■ BRIEF: Reproduce the records below in their entirety, character for character.

■ LISTED RECORDS:
↓

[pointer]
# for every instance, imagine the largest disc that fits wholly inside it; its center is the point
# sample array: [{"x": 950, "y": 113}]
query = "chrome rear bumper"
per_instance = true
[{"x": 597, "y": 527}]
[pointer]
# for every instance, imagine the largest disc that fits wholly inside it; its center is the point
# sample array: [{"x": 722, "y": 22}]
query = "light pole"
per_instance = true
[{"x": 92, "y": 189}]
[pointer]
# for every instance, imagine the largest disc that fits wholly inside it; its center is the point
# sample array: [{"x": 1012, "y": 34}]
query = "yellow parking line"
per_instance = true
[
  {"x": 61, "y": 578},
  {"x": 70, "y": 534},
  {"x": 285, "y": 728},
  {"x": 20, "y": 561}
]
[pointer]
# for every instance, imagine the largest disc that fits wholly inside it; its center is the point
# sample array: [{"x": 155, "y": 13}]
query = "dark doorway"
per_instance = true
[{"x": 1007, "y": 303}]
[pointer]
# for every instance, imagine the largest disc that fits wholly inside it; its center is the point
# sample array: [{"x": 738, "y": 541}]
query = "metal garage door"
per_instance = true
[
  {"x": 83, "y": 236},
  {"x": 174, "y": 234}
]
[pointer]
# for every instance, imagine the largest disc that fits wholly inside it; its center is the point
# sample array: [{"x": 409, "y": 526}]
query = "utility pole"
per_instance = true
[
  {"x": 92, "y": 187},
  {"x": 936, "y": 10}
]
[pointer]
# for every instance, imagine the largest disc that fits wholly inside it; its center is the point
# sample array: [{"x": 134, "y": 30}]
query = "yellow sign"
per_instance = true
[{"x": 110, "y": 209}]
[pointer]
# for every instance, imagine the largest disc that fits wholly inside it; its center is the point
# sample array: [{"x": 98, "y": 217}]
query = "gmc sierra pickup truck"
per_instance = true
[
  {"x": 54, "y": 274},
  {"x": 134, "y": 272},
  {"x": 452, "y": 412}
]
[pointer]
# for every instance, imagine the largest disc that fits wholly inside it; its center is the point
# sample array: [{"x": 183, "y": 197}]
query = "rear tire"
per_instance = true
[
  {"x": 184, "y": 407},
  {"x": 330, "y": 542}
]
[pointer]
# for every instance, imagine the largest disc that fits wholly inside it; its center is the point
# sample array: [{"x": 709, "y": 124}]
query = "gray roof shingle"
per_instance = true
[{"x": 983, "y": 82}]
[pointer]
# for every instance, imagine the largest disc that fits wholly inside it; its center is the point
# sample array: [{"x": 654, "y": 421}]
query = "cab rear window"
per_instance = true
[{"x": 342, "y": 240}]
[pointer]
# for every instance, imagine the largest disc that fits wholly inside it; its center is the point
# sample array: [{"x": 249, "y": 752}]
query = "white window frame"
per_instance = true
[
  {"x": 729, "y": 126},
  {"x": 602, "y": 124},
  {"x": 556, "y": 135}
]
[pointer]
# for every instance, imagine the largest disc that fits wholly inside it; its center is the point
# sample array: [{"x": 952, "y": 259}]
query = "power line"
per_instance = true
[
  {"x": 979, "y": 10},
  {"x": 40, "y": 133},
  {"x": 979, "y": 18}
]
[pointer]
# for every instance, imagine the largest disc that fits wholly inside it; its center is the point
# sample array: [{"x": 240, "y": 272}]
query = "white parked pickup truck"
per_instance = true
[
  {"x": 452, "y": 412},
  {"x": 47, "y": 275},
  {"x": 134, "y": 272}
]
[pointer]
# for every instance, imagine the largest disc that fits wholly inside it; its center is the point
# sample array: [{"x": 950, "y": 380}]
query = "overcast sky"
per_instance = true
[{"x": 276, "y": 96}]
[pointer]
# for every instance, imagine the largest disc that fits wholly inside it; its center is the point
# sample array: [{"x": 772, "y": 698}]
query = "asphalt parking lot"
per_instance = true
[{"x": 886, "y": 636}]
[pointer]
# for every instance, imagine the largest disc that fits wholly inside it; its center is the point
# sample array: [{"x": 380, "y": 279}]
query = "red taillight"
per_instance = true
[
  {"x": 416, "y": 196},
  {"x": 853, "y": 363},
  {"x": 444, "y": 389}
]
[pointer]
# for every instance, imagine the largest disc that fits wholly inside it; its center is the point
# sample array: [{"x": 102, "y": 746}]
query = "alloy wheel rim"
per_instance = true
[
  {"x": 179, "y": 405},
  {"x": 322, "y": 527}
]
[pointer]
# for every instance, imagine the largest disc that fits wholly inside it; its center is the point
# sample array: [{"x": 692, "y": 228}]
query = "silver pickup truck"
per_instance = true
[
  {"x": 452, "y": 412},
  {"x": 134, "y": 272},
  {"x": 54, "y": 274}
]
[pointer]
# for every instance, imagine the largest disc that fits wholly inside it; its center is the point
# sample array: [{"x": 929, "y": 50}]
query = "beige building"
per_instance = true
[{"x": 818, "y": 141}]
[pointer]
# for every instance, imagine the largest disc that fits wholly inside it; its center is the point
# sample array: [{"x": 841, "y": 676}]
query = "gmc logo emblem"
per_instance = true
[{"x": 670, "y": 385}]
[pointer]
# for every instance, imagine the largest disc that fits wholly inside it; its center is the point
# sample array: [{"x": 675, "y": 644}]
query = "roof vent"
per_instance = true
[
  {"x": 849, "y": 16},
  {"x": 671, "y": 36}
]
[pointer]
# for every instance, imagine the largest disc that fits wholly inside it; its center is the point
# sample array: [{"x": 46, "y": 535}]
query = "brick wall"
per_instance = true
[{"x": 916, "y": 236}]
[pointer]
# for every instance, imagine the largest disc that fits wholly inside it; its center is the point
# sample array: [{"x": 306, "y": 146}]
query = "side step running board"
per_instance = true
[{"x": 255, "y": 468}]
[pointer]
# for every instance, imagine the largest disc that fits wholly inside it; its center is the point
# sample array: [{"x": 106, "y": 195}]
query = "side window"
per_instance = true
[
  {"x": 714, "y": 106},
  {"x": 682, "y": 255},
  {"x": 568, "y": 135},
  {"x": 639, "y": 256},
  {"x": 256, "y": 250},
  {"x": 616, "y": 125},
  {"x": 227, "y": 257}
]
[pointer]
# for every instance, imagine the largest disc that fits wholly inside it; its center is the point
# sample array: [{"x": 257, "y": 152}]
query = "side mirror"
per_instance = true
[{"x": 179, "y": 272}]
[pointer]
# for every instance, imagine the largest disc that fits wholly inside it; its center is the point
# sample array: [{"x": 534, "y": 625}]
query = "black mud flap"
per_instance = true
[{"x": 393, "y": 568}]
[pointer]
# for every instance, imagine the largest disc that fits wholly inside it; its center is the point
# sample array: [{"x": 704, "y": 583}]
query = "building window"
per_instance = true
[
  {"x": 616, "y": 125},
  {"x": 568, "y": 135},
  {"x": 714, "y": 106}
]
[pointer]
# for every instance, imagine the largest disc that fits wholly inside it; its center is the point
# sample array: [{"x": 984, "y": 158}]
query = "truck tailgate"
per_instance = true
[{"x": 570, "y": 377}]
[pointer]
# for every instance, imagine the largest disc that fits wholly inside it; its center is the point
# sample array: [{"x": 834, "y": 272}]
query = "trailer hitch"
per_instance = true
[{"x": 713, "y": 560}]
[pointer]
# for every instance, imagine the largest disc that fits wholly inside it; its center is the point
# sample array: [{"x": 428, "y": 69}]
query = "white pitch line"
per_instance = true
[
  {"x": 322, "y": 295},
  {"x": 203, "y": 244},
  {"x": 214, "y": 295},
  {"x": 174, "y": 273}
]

↑

■ EXERCISE RESPONSE:
[pointer]
# for every instance, imagine the largest disc that fits wholly inside it; its center is the point
# sample array: [{"x": 950, "y": 113}]
query = "chrome rear bumper"
per_instance = true
[{"x": 597, "y": 527}]
[pointer]
# for every instance, imagine the largest disc that fits wholly inside it; its center is the point
# sample array: [{"x": 722, "y": 22}]
query = "light pole"
per_instance = true
[{"x": 92, "y": 189}]
[pointer]
# for every instance, imagine the largest disc that fits wholly inside it; its center is the point
# sample array: [{"x": 1012, "y": 34}]
query = "yellow parking line"
per_instance = true
[
  {"x": 61, "y": 578},
  {"x": 70, "y": 534},
  {"x": 285, "y": 728},
  {"x": 20, "y": 561}
]
[pointer]
# for every instance, imagine the largest disc that fits wholly inside it; its center is the point
# sample array: [{"x": 155, "y": 13}]
query = "dark doorway"
per_instance = true
[{"x": 1007, "y": 303}]
[pointer]
# for every instance, imagine the largest disc that fits wholly inside it; its center is the point
# sample array: [{"x": 738, "y": 541}]
query = "metal garage door"
per_instance = true
[
  {"x": 83, "y": 236},
  {"x": 174, "y": 234}
]
[pointer]
# for every instance, imagine the largest disc that fits wholly inside it; its center is the point
# sample array: [{"x": 409, "y": 526}]
query = "utility pole"
per_instance = true
[
  {"x": 92, "y": 187},
  {"x": 936, "y": 10}
]
[pointer]
# for every instance, imagine the largest disc that fits wholly inside it; its center is the point
# sample array: [{"x": 134, "y": 30}]
query = "yellow sign"
per_instance = true
[{"x": 110, "y": 209}]
[pointer]
# for every instance, imagine the largest disc that fits wholly inside it; its center is the point
# sample array: [{"x": 98, "y": 217}]
query = "gmc sierra pickup truck"
per_instance = true
[
  {"x": 54, "y": 274},
  {"x": 134, "y": 272},
  {"x": 452, "y": 412}
]
[pointer]
# for every instance, imagine the largest disc that fits wholly inside it; its center is the point
# sample array: [{"x": 183, "y": 197}]
query = "rear tire"
per_instance = true
[
  {"x": 184, "y": 407},
  {"x": 330, "y": 542}
]
[pointer]
# for every instance, imagine the largest disc that fits wholly inside it; its center is the point
# sample array: [{"x": 709, "y": 124}]
query = "gray roof shingle"
per_instance = true
[{"x": 983, "y": 82}]
[pointer]
# for every instance, imagine the largest disc that fits wholly inside it; its center is the point
# sample array: [{"x": 654, "y": 421}]
query = "cab rear window"
per_instance = true
[{"x": 342, "y": 240}]
[pointer]
# for every instance, imagine the largest disc that fits wholly inside it; its center is the point
# sample array: [{"x": 249, "y": 752}]
query = "white window frame"
per_instance = true
[
  {"x": 729, "y": 126},
  {"x": 602, "y": 124},
  {"x": 556, "y": 135}
]
[pointer]
# for every instance, imagine the largest disc that fits wholly inside it; its center is the point
# sample array: [{"x": 952, "y": 259}]
query = "power line"
per_instance = true
[
  {"x": 979, "y": 10},
  {"x": 40, "y": 133},
  {"x": 979, "y": 18}
]
[pointer]
# for every instance, imagine the largest disc that fits wholly inside it; its center is the point
# sample array: [{"x": 240, "y": 272}]
query = "white parked pickup truck"
per_instance = true
[
  {"x": 452, "y": 412},
  {"x": 47, "y": 275},
  {"x": 134, "y": 272}
]
[pointer]
# for every instance, imagine the largest disc that fits wholly inside it; its center is the point
# sample array: [{"x": 950, "y": 380}]
query = "overcast sky"
per_instance = true
[{"x": 276, "y": 96}]
[pointer]
# for every instance, imagine the largest disc that fits wholly inside it; its center is the point
# sample array: [{"x": 772, "y": 698}]
query = "asphalt parking lot"
per_instance = true
[{"x": 886, "y": 636}]
[pointer]
# for every instance, imagine the largest disc that fits wholly inside it; its center is the point
# sample array: [{"x": 380, "y": 279}]
query = "red taillight"
per_instance = true
[
  {"x": 416, "y": 196},
  {"x": 853, "y": 363},
  {"x": 444, "y": 389}
]
[pointer]
# for every instance, imagine the largest disc that fits wholly inside it; its center is the point
# sample array: [{"x": 102, "y": 746}]
query = "alloy wheel rim"
per_instance = true
[
  {"x": 179, "y": 405},
  {"x": 322, "y": 527}
]
[pointer]
# for every instance, imagine the largest disc that fits wholly inside it; its center is the point
# sample array: [{"x": 692, "y": 228}]
query = "silver pickup truck"
per_instance = true
[
  {"x": 452, "y": 412},
  {"x": 134, "y": 272},
  {"x": 54, "y": 274}
]
[pointer]
# for every instance, imagine the largest disc that fits wholly inside it; its center is the point
# sample array: [{"x": 929, "y": 50}]
query = "beige building"
per_instance = true
[{"x": 818, "y": 141}]
[pointer]
# for every instance, imagine the largest disc that fits wholly inside it; its center is the point
# sample array: [{"x": 841, "y": 676}]
query = "gmc logo emblem"
per_instance = true
[{"x": 670, "y": 385}]
[pointer]
# for every instance, imagine the largest disc that fits wholly inside it; its center is the point
# sample array: [{"x": 675, "y": 644}]
query = "roof vent"
per_instance = true
[
  {"x": 849, "y": 16},
  {"x": 671, "y": 36}
]
[pointer]
# for every instance, imagine the largest disc that fits wholly inside it; its center is the point
# sample array: [{"x": 46, "y": 535}]
query = "brick wall"
per_instance = true
[{"x": 916, "y": 236}]
[pointer]
# for every instance, imagine the largest disc that fits wholly inside it; its center is the point
# sample array: [{"x": 306, "y": 146}]
query = "side step running board"
per_instance = true
[{"x": 255, "y": 468}]
[pointer]
# for every instance, imagine the largest disc that fits wholly inside it; its center is the point
# sample array: [{"x": 106, "y": 195}]
query = "side window"
per_instance = true
[
  {"x": 714, "y": 106},
  {"x": 682, "y": 255},
  {"x": 568, "y": 135},
  {"x": 639, "y": 256},
  {"x": 256, "y": 250},
  {"x": 616, "y": 125},
  {"x": 227, "y": 257}
]
[pointer]
# for every instance, imagine the largest disc that fits wholly inside it; its center is the point
# sample array: [{"x": 257, "y": 152}]
query = "side mirror"
per_instance = true
[{"x": 179, "y": 272}]
[pointer]
# for every instance, imagine the largest disc that fits wholly inside it; its center is the point
# sample array: [{"x": 534, "y": 625}]
query = "black mud flap"
per_instance = true
[{"x": 393, "y": 568}]
[pointer]
# for every instance, imagine the largest disc that fits wholly inside it; its center is the point
# sample array: [{"x": 704, "y": 583}]
query = "building window"
per_instance = true
[
  {"x": 616, "y": 125},
  {"x": 568, "y": 135},
  {"x": 714, "y": 106}
]
[pointer]
# for every instance, imagine the largest disc that fits wholly inside it; its center is the point
# sample array: [{"x": 984, "y": 158}]
query = "truck tailgate"
per_instance = true
[{"x": 570, "y": 377}]
[pointer]
# for every instance, imagine the largest disc that fits wholly inside it; its center is the point
# sample array: [{"x": 834, "y": 272}]
query = "trailer hitch"
per_instance = true
[{"x": 713, "y": 560}]
[pointer]
# for every instance, imagine the largest disc that fits wholly inside it; its center is the point
# sample array: [{"x": 428, "y": 69}]
query = "white pitch line"
per_instance = true
[
  {"x": 322, "y": 295},
  {"x": 203, "y": 244},
  {"x": 214, "y": 295},
  {"x": 174, "y": 273}
]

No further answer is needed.